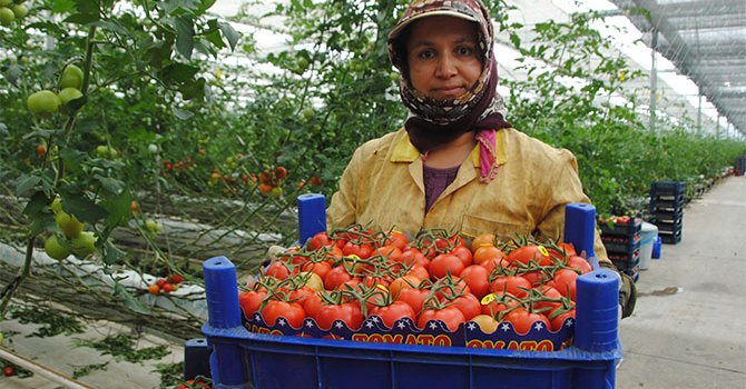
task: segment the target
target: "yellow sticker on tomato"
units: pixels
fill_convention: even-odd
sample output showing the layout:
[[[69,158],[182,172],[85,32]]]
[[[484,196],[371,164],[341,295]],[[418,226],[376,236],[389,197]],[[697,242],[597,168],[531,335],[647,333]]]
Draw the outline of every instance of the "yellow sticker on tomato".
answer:
[[[494,293],[489,293],[482,298],[482,306],[487,306],[497,299],[498,298],[494,296]]]

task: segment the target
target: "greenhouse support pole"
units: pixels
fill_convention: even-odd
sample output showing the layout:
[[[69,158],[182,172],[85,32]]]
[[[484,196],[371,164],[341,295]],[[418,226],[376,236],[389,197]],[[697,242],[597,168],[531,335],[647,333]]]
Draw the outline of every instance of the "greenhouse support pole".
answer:
[[[652,29],[652,38],[650,41],[650,131],[656,131],[656,98],[658,94],[658,67],[657,67],[657,50],[658,48],[658,30]]]
[[[701,92],[699,94],[699,106],[697,108],[697,134],[701,133]]]

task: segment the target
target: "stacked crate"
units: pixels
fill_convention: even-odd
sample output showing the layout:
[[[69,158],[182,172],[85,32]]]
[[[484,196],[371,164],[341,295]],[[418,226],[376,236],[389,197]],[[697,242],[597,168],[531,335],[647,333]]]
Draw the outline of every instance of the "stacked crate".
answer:
[[[614,266],[635,281],[640,272],[641,215],[615,218],[611,223],[599,222],[601,241]]]
[[[656,181],[650,186],[650,222],[658,227],[664,243],[681,241],[686,183]]]

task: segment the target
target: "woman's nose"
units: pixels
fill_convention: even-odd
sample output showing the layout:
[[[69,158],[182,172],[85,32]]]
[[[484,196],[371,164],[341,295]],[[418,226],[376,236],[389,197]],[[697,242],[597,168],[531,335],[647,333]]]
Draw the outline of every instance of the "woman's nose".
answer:
[[[438,68],[435,69],[435,77],[451,78],[455,76],[457,72],[457,59],[448,53],[440,56],[438,59]]]

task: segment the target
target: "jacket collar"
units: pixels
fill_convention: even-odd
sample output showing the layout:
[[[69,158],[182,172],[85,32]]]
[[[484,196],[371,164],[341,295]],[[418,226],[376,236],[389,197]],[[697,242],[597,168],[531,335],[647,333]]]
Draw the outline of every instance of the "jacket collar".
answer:
[[[399,138],[399,141],[394,146],[394,152],[391,154],[391,162],[404,162],[411,163],[418,158],[420,158],[420,151],[412,144],[410,137],[405,131],[401,131],[403,136]],[[494,137],[494,160],[498,164],[505,163],[505,131],[499,130]],[[474,164],[474,168],[481,167],[479,161],[479,144],[471,150],[471,161]]]

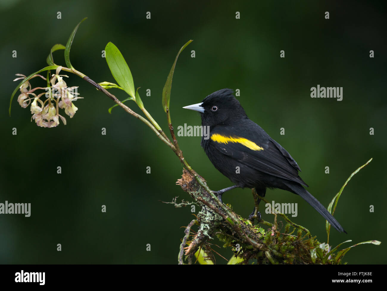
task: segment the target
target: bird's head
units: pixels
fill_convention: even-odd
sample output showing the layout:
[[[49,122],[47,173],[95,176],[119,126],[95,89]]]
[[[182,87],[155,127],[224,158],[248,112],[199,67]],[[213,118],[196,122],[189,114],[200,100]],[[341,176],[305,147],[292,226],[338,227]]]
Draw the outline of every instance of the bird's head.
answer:
[[[234,96],[231,89],[221,89],[210,94],[201,103],[183,108],[200,112],[202,125],[231,125],[240,118],[247,118],[245,110]]]

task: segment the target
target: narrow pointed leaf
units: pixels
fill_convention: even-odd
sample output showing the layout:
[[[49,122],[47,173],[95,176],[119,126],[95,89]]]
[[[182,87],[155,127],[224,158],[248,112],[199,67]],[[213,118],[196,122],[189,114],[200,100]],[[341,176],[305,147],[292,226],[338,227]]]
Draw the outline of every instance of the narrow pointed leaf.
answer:
[[[63,45],[61,45],[60,43],[57,43],[56,45],[55,45],[53,46],[51,48],[51,50],[50,51],[50,54],[48,55],[47,59],[46,60],[48,65],[53,66],[55,65],[55,63],[54,63],[54,58],[52,57],[52,53],[55,51],[57,51],[58,50],[64,50],[65,48],[65,46]]]
[[[349,248],[344,248],[344,250],[342,250],[337,253],[336,257],[335,258],[335,260],[336,262],[338,263],[342,259],[343,257],[344,257],[344,255],[347,253],[349,250],[351,249],[351,248],[353,248],[354,246],[356,246],[358,245],[363,245],[365,243],[372,243],[373,245],[379,245],[382,243],[381,242],[379,241],[378,240],[369,240],[366,241],[363,241],[361,243],[359,243],[354,245],[353,246],[351,246]]]
[[[111,74],[117,83],[132,97],[135,100],[134,84],[129,66],[118,48],[113,43],[109,42],[105,48],[106,62]]]
[[[11,105],[12,105],[12,100],[14,99],[14,96],[15,96],[15,94],[16,94],[16,92],[17,92],[17,90],[18,90],[20,88],[20,86],[22,86],[22,84],[25,82],[26,82],[30,78],[33,76],[34,75],[38,74],[39,74],[39,73],[40,73],[41,72],[43,72],[44,71],[47,71],[47,70],[56,70],[57,68],[59,66],[55,65],[55,66],[48,66],[48,67],[45,67],[41,70],[39,70],[38,72],[36,72],[34,73],[33,73],[30,75],[27,76],[24,79],[23,79],[22,80],[22,81],[19,83],[19,85],[17,85],[17,87],[15,89],[15,90],[14,90],[14,92],[12,92],[12,95],[11,95],[11,100],[9,101],[9,109],[8,110],[8,111],[9,113],[10,116],[11,116]]]
[[[141,87],[139,87],[136,90],[136,103],[137,103],[137,105],[138,105],[140,109],[142,110],[144,108],[144,105],[142,104],[142,101],[141,101],[141,99],[140,98],[140,94],[139,94],[139,89]]]
[[[168,77],[167,78],[167,80],[165,82],[165,85],[164,85],[164,87],[163,89],[163,108],[164,108],[164,111],[166,112],[167,112],[167,109],[169,109],[170,99],[171,98],[171,90],[172,89],[172,79],[173,77],[173,73],[175,72],[175,67],[176,66],[176,62],[177,62],[177,58],[179,57],[179,55],[180,55],[180,53],[192,41],[192,39],[188,41],[185,43],[185,45],[182,47],[180,49],[180,50],[179,51],[179,52],[177,53],[177,55],[176,56],[176,58],[175,59],[173,64],[172,65],[172,68],[171,68],[171,70],[170,71],[169,74],[168,75]]]
[[[339,199],[340,198],[340,197],[341,195],[341,193],[342,192],[343,190],[344,190],[344,188],[347,185],[347,184],[348,183],[348,182],[349,181],[349,180],[351,179],[352,177],[353,177],[353,176],[355,174],[356,174],[361,169],[366,166],[368,165],[368,163],[369,163],[371,162],[371,161],[372,160],[372,158],[371,158],[369,160],[368,160],[368,161],[367,162],[367,163],[366,163],[364,165],[361,166],[361,167],[359,167],[359,168],[358,168],[356,170],[356,171],[355,171],[354,172],[351,174],[351,176],[350,176],[347,179],[347,181],[345,181],[345,183],[344,183],[344,185],[342,185],[342,187],[341,187],[341,188],[340,190],[340,191],[339,191],[339,193],[336,194],[336,195],[335,195],[335,197],[333,197],[333,199],[332,199],[332,200],[330,202],[330,203],[329,203],[329,205],[328,205],[328,208],[327,209],[328,211],[329,211],[329,213],[332,214],[332,215],[333,215],[335,213],[335,211],[336,210],[336,207],[337,206],[337,202],[339,202]],[[334,206],[333,206],[334,203]],[[333,211],[332,210],[332,206],[333,206]],[[329,224],[329,222],[328,222],[327,221],[325,222],[325,228],[327,230],[327,234],[328,235],[328,240],[329,240],[329,232],[330,231],[330,224]]]
[[[336,251],[337,251],[339,249],[339,248],[340,247],[340,246],[341,245],[342,245],[343,243],[349,243],[350,241],[352,241],[352,240],[346,240],[345,241],[343,241],[341,243],[339,243],[338,245],[337,245],[334,248],[334,249],[333,249],[332,250],[331,250],[329,251],[329,252],[327,254],[327,255],[325,256],[325,257],[327,258],[328,258],[329,257],[329,256],[330,255],[330,254],[333,253],[335,252]]]
[[[77,33],[77,31],[79,26],[79,24],[83,22],[87,18],[87,17],[85,17],[80,21],[80,22],[78,24],[78,25],[75,27],[75,28],[74,29],[73,32],[70,35],[70,37],[68,38],[68,40],[67,41],[67,43],[66,44],[66,48],[65,49],[65,62],[66,62],[66,64],[67,65],[67,67],[73,69],[74,68],[74,67],[72,65],[71,63],[70,62],[70,48],[71,47],[73,41],[74,40],[74,37],[75,36],[75,34]]]

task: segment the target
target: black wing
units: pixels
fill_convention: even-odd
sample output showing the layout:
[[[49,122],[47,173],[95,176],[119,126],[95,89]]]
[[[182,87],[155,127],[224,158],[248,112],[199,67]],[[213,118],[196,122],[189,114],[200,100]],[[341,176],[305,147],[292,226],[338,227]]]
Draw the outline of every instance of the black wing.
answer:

*TASK TO CARRY OUT:* Reproduce the entries from their start through the line containing "[[[701,92],[699,94],[699,106],[697,108],[697,134],[701,133]]]", both ends included and the requests kept, shifting each answer outline by adding 44 to every one of its coordinates. Leave the pictures out, and leave every other number unchanged, including those in the sample layouts.

*OUTPUT FOR THIS TASK:*
task: segment the target
target: "yellow sticker on tomato"
units: pixels
fill_convention: even-odd
sample output showing the layout:
[[[69,158],[182,172],[85,32]]]
[[[484,196],[371,164],[341,295]],[[418,226],[376,236],[389,197]],[[697,242],[597,168],[531,335],[647,333]]]
Draw the outline of every instance of the "yellow sticker on tomato".
answer:
[[[538,337],[533,337],[526,342],[526,350],[531,350],[541,343],[542,342],[538,340]]]

task: segment the target
target: "greenhouse support pole"
units: pixels
fill_convention: even-odd
sample output showing the layout:
[[[69,158],[182,172],[85,32]]]
[[[484,196],[371,164],[341,295]],[[418,226],[376,236],[389,197]],[[697,242],[597,168],[531,335],[647,333]]]
Draw the outline of every instance of the "greenhouse support pole".
answer:
[[[696,73],[696,82],[694,85],[694,175],[700,175],[700,142],[702,138],[702,111],[701,111],[701,94],[702,92],[702,74]]]
[[[745,136],[743,138],[743,150],[741,152],[741,178],[745,177]]]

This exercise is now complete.